▶ _Problem to solve_
Write each record again exactly as it stands.

........

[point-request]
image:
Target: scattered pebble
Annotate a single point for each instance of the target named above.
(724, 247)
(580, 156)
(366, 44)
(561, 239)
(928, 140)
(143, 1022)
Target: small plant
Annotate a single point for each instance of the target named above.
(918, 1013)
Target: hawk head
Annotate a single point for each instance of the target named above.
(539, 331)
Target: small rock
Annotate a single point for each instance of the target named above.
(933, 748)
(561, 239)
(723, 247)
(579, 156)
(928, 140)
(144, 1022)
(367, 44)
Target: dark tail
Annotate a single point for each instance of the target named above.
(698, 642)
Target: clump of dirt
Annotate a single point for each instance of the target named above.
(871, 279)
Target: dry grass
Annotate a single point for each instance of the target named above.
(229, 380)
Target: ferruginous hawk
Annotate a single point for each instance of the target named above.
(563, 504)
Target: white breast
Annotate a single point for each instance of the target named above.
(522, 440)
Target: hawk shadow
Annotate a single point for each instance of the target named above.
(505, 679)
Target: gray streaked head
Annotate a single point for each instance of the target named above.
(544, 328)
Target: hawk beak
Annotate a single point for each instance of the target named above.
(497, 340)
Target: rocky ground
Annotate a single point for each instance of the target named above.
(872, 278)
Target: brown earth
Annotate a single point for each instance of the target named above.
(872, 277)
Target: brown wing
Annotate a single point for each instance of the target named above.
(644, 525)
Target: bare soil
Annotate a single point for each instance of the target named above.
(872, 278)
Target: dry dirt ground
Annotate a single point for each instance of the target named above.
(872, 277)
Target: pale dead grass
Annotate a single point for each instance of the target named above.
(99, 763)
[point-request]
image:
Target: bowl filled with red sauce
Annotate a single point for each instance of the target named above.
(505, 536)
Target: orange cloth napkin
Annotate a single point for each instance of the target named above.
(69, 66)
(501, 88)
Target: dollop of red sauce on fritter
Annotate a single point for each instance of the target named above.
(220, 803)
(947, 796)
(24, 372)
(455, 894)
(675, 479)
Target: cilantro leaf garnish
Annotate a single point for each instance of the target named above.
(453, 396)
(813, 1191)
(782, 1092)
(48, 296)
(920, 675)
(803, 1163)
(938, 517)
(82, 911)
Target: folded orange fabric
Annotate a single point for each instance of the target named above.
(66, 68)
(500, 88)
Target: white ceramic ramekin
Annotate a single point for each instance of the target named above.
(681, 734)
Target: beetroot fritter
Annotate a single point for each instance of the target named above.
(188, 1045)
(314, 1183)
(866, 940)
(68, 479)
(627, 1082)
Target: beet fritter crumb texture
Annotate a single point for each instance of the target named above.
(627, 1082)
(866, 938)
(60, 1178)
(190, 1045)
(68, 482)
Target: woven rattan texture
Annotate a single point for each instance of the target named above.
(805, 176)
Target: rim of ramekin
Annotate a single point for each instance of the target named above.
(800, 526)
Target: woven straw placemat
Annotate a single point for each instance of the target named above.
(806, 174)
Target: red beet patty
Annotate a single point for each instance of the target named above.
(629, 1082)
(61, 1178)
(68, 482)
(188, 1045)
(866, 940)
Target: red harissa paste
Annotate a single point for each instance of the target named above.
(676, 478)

........

▶ _The output_
[point-request]
image:
Target: scattered pebble
Annotate a single point for each instance of the target named above.
(724, 247)
(580, 156)
(366, 44)
(561, 239)
(928, 140)
(143, 1022)
Target: small plant
Annotate a single point for each instance of the target named above.
(918, 1013)
Target: hawk head
Annotate a single point for each instance of the target named above.
(539, 331)
Target: small rock
Annotate a single point for each instance of the target named above.
(933, 748)
(561, 239)
(723, 247)
(579, 156)
(928, 140)
(144, 1022)
(367, 44)
Target: dark tail
Annotate a single point for each instance of the target named above.
(698, 642)
Target: clump of dirt
Annotate a single point for each instance of the target named above.
(871, 279)
Target: dry grass
Annotate a single point for each instance of the target named above.
(229, 380)
Target: ferruginous hawk
Annotate a single point for each instance of the target named above.
(563, 504)
Target: white breast
Annotate a single point for each instance of the target named above.
(522, 440)
Target: hawk shadow
Annotate a single point for each instance of the target named above.
(505, 679)
Target: gray streaked head
Annotate a single point for each instance of the target named above.
(544, 328)
Target: hawk beak
Annotate a single point for each instance of the target named above.
(497, 340)
Target: rocky ground
Annotate a single point for each instance of the target named above.
(872, 278)
Target: brown earth
Annotate a single point for each instance of the target named above.
(872, 277)
Target: brown wing
Annotate a single point for each instance of the target named above.
(644, 525)
Target: bare soil
Annotate a single point for each instance of the target named above.
(872, 278)
Target: dry dirt ground
Annotate a single point for each instance of the target named above.
(872, 277)
Target: pale dead grass
Annotate a single point for each instance of the target named above.
(99, 763)
[point-request]
image:
Target: bowl filled with red sauce
Annotate a single point for each instance of the target named above.
(505, 536)
Target: orange cloth napkin
Annotate a single point for each instance of the target named above.
(69, 66)
(501, 88)
Target: dollop of red sauce on fritter
Annotate a single point for each instance of the target named above.
(220, 803)
(947, 796)
(24, 372)
(455, 894)
(675, 479)
Target: cilantro leaf garnish
Annotate a single point for each instance of the target named above.
(453, 396)
(813, 1191)
(782, 1092)
(48, 296)
(920, 675)
(803, 1163)
(938, 517)
(82, 911)
Target: folded orange fabric
Annotate a single point for each instance of the target named above.
(66, 68)
(500, 88)
Target: white ceramic ramekin
Annotate a single point for each instance of the target named above.
(681, 734)
Target: beetroot fritter
Annotate a single point for each instance of the target named above.
(188, 1045)
(314, 1183)
(866, 940)
(68, 479)
(627, 1082)
Target: beet fritter crumb texture
Annotate a single point for each instance of the target named above.
(627, 1082)
(866, 938)
(60, 1178)
(190, 1045)
(68, 482)
Target: woven rattan texture
Annotate a single point for each instance of the target named above.
(805, 176)
Target: rim of ramekin
Annotate a single point for each instance of the target named above.
(800, 526)
Target: woven straw placemat
Annotate a single point for each instance of the target named above.
(806, 174)
Target: red beet patty
Annotate a single point for each instance of the target named above.
(629, 1082)
(61, 1178)
(68, 482)
(188, 1045)
(866, 940)
Target: red harissa paste
Annotate a single point for each instance of the target named above.
(676, 478)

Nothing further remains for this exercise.